**WRITTEN EXERCISE:**
Pick out every line of the material that contains the string "tree", and copy each one.

== DATASET RECORDS

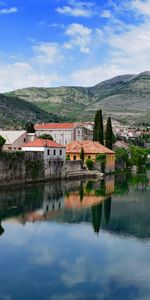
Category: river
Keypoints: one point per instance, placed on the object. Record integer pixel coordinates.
(76, 240)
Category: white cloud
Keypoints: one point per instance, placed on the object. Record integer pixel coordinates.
(142, 7)
(6, 11)
(48, 53)
(21, 75)
(80, 36)
(91, 76)
(106, 14)
(77, 9)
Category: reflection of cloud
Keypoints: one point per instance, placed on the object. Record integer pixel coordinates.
(73, 258)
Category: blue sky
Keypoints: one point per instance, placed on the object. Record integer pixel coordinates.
(69, 42)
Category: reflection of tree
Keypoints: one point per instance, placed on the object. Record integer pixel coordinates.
(89, 186)
(96, 217)
(107, 209)
(1, 229)
(121, 185)
(81, 191)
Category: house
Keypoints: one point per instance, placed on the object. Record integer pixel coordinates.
(91, 150)
(14, 139)
(65, 133)
(50, 149)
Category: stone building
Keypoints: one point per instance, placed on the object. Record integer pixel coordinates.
(50, 149)
(65, 133)
(91, 150)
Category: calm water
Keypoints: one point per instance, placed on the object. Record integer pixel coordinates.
(76, 240)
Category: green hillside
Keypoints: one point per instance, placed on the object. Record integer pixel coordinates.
(126, 98)
(15, 112)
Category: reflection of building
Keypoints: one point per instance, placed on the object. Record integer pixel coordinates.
(74, 200)
(91, 150)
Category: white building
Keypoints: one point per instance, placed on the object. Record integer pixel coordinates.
(65, 133)
(16, 138)
(51, 149)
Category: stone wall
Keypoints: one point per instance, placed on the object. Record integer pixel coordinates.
(73, 166)
(22, 167)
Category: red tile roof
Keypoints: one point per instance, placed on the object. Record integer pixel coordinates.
(89, 147)
(54, 126)
(43, 143)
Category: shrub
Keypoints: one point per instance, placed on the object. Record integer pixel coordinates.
(89, 163)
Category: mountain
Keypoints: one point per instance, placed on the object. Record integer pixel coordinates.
(15, 112)
(126, 98)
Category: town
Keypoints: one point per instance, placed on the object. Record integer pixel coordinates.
(66, 150)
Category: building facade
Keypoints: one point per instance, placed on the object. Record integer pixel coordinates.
(65, 133)
(50, 149)
(91, 150)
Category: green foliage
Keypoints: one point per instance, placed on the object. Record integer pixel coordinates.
(68, 157)
(98, 133)
(138, 155)
(96, 217)
(122, 155)
(29, 127)
(90, 163)
(46, 136)
(101, 157)
(82, 154)
(33, 168)
(2, 142)
(109, 134)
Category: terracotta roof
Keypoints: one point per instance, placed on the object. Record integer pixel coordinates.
(43, 143)
(54, 126)
(89, 147)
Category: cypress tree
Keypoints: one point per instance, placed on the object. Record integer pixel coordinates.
(95, 127)
(82, 154)
(98, 133)
(109, 134)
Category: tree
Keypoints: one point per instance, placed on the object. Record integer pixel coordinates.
(89, 163)
(96, 217)
(82, 154)
(46, 136)
(98, 132)
(109, 134)
(30, 127)
(122, 155)
(2, 142)
(138, 155)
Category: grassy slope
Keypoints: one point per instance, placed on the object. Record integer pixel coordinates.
(125, 98)
(15, 111)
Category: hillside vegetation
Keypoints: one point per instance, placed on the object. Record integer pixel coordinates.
(15, 112)
(126, 98)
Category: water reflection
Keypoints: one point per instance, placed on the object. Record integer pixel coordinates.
(118, 205)
(76, 240)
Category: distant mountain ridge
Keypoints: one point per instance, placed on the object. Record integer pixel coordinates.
(15, 112)
(126, 98)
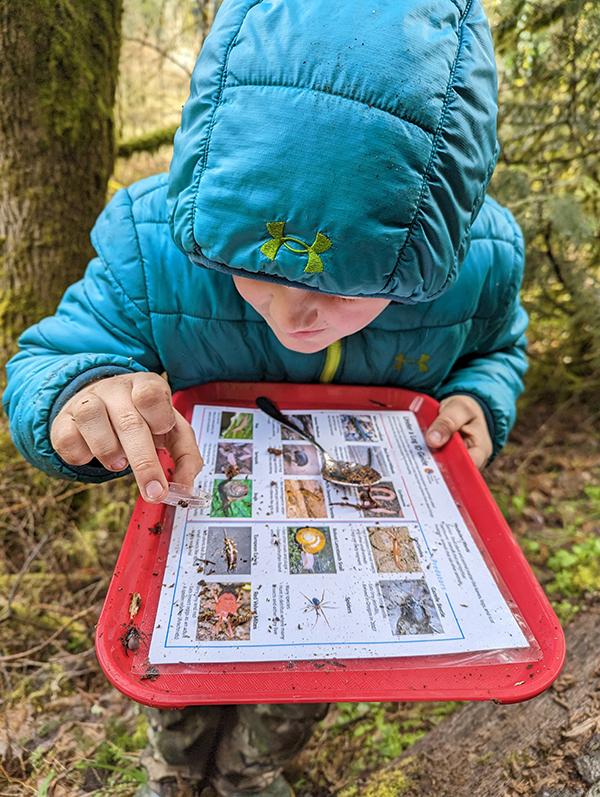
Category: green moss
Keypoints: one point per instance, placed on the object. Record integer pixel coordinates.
(79, 63)
(577, 575)
(385, 784)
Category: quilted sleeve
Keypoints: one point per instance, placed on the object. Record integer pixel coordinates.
(101, 328)
(494, 374)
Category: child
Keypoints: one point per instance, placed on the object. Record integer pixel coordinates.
(324, 219)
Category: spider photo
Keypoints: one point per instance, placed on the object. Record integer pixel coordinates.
(318, 607)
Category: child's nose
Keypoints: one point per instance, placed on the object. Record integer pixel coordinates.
(294, 313)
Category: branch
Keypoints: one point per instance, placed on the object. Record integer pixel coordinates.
(148, 142)
(160, 50)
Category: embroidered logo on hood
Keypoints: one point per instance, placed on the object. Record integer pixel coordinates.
(314, 264)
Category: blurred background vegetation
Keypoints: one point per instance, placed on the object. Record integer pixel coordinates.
(65, 731)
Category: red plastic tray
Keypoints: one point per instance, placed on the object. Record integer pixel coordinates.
(141, 562)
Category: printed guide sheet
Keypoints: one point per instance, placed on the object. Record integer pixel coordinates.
(283, 565)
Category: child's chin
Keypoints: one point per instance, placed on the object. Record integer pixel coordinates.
(306, 346)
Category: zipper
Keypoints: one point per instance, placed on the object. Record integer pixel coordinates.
(333, 358)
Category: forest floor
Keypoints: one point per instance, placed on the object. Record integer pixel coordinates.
(65, 731)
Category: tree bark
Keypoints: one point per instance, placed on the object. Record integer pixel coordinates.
(58, 72)
(546, 746)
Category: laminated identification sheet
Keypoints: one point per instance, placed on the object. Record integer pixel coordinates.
(284, 565)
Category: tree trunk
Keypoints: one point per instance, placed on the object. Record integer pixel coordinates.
(546, 747)
(58, 72)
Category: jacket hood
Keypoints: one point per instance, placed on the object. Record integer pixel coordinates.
(340, 147)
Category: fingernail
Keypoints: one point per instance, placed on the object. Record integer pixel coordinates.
(154, 490)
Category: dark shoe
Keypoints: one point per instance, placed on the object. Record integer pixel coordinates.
(279, 788)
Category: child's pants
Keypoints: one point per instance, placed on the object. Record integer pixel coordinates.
(238, 748)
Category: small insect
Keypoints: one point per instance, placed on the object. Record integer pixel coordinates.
(131, 639)
(134, 606)
(230, 550)
(318, 606)
(151, 674)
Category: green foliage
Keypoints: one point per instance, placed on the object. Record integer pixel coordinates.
(74, 58)
(549, 65)
(116, 760)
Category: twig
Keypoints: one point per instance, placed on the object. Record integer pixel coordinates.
(160, 51)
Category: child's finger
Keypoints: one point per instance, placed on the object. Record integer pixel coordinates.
(152, 399)
(67, 441)
(479, 456)
(91, 417)
(451, 418)
(181, 443)
(138, 444)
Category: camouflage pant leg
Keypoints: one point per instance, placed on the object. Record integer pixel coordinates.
(181, 741)
(256, 742)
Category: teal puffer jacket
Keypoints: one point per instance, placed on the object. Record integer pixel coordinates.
(336, 147)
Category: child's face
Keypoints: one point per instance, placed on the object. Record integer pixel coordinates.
(307, 321)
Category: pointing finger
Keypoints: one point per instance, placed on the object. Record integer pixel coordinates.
(183, 448)
(452, 416)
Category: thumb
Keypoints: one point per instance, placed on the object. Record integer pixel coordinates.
(442, 429)
(181, 443)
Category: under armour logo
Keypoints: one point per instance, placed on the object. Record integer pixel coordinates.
(314, 263)
(401, 360)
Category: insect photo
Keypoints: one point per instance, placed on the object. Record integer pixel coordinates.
(318, 606)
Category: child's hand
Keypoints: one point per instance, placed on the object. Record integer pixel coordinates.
(462, 414)
(124, 419)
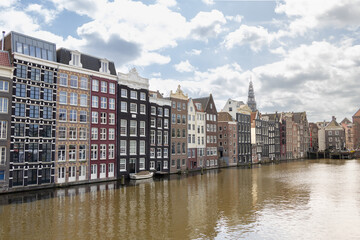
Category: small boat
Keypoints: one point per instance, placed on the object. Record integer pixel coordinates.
(141, 175)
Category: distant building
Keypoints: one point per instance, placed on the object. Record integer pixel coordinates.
(334, 136)
(6, 75)
(349, 133)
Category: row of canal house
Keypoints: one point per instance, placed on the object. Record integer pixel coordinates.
(68, 118)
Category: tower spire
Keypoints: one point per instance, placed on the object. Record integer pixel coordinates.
(251, 97)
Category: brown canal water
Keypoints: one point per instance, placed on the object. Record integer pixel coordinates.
(310, 199)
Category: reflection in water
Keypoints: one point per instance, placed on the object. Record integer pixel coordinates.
(297, 200)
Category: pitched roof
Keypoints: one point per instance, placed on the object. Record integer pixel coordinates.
(63, 55)
(4, 59)
(224, 117)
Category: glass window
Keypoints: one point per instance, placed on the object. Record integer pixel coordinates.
(83, 83)
(63, 79)
(95, 85)
(95, 101)
(73, 99)
(73, 81)
(4, 103)
(103, 87)
(4, 86)
(112, 88)
(63, 97)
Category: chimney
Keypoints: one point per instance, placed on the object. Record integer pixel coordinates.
(2, 42)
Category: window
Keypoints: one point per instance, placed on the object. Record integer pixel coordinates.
(34, 92)
(61, 153)
(133, 128)
(94, 133)
(48, 76)
(73, 99)
(122, 147)
(83, 133)
(4, 103)
(83, 100)
(123, 106)
(35, 74)
(63, 79)
(133, 94)
(72, 152)
(95, 85)
(112, 88)
(141, 163)
(73, 81)
(159, 137)
(4, 86)
(3, 129)
(83, 83)
(112, 103)
(123, 127)
(103, 103)
(33, 152)
(142, 128)
(133, 107)
(46, 131)
(73, 116)
(102, 133)
(111, 151)
(122, 164)
(83, 116)
(111, 118)
(47, 112)
(93, 151)
(103, 118)
(111, 134)
(34, 111)
(48, 94)
(72, 133)
(142, 109)
(142, 147)
(19, 130)
(102, 151)
(63, 97)
(153, 110)
(95, 101)
(20, 90)
(62, 133)
(132, 147)
(103, 87)
(123, 93)
(21, 71)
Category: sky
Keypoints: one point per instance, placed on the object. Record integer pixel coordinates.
(302, 55)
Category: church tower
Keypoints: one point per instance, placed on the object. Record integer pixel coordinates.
(251, 97)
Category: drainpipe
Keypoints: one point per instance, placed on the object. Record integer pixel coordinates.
(2, 42)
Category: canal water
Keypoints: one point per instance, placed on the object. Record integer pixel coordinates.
(309, 199)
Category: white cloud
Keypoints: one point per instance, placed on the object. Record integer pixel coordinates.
(208, 2)
(207, 25)
(256, 37)
(195, 52)
(48, 15)
(167, 3)
(184, 66)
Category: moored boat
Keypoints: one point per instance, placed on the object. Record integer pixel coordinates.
(141, 175)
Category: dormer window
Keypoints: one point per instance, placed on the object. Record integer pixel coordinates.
(104, 66)
(75, 59)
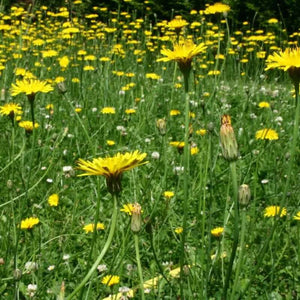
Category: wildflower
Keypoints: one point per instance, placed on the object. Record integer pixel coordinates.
(266, 134)
(127, 208)
(28, 126)
(53, 200)
(297, 216)
(227, 138)
(110, 280)
(178, 230)
(90, 227)
(273, 211)
(108, 110)
(30, 87)
(168, 194)
(136, 221)
(217, 232)
(287, 60)
(264, 104)
(10, 109)
(244, 194)
(112, 167)
(183, 53)
(29, 223)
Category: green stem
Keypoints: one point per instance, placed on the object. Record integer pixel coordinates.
(138, 260)
(236, 228)
(103, 252)
(186, 159)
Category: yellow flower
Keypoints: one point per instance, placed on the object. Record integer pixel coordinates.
(178, 230)
(297, 216)
(53, 200)
(10, 109)
(183, 53)
(264, 104)
(217, 232)
(289, 58)
(112, 167)
(108, 110)
(30, 87)
(29, 223)
(168, 194)
(272, 211)
(217, 8)
(110, 280)
(28, 126)
(90, 227)
(266, 134)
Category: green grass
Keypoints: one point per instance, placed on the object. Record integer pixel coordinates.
(266, 264)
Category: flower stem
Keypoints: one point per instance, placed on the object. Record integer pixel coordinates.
(186, 159)
(236, 228)
(138, 260)
(103, 252)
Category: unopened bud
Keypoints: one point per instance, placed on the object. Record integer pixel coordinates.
(244, 194)
(136, 220)
(161, 125)
(227, 138)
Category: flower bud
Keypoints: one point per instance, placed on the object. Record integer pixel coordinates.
(244, 194)
(161, 125)
(227, 138)
(136, 220)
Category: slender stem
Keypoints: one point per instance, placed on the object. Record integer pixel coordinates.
(103, 252)
(138, 260)
(236, 228)
(186, 159)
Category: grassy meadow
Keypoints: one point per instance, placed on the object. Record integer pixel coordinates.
(92, 86)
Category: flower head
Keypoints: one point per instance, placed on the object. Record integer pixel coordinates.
(217, 232)
(266, 134)
(53, 200)
(183, 53)
(30, 87)
(272, 211)
(29, 223)
(112, 167)
(110, 280)
(90, 227)
(10, 109)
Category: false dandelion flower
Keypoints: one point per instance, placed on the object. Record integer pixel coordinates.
(217, 232)
(110, 280)
(28, 126)
(273, 211)
(266, 134)
(29, 223)
(53, 200)
(108, 110)
(90, 227)
(227, 139)
(297, 216)
(112, 167)
(183, 53)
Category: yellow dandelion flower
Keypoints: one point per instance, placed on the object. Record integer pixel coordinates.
(90, 227)
(266, 134)
(178, 230)
(264, 104)
(108, 110)
(183, 53)
(53, 200)
(110, 280)
(272, 211)
(217, 232)
(30, 87)
(29, 223)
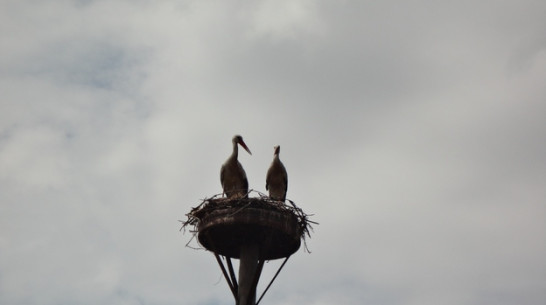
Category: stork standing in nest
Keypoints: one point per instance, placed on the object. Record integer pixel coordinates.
(232, 174)
(277, 178)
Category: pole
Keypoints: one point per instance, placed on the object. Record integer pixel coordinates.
(247, 269)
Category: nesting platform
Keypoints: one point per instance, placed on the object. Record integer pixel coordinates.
(225, 225)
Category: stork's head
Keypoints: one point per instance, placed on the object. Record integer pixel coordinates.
(237, 139)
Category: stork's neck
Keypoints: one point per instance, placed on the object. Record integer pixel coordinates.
(235, 152)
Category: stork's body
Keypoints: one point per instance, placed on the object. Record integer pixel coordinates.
(232, 174)
(277, 179)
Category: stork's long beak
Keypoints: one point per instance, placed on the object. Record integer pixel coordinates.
(245, 147)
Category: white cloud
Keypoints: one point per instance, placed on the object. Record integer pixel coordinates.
(412, 132)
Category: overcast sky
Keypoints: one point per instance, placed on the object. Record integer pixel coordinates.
(414, 131)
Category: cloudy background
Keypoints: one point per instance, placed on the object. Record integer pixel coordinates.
(414, 131)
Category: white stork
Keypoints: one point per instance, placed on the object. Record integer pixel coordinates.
(277, 179)
(232, 174)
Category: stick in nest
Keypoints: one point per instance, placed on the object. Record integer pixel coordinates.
(262, 201)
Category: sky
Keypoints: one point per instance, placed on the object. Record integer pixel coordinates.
(413, 132)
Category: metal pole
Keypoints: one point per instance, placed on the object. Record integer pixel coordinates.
(247, 269)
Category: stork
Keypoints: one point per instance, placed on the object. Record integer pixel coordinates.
(232, 174)
(277, 178)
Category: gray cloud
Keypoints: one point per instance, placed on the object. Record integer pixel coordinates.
(413, 132)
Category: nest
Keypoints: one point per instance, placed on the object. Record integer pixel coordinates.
(217, 202)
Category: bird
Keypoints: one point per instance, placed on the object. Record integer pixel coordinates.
(232, 174)
(277, 179)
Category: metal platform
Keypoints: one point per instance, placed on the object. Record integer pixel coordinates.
(226, 229)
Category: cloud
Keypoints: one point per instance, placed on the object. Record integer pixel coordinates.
(412, 131)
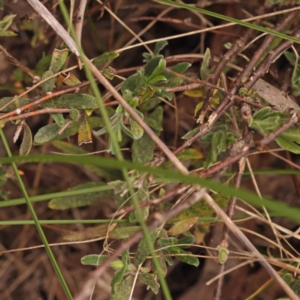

====

**WRITTEN REPLY:**
Category: reflection of tree
Category: cypress tree
Category: tree
Category: tree bark
Category: tree trunk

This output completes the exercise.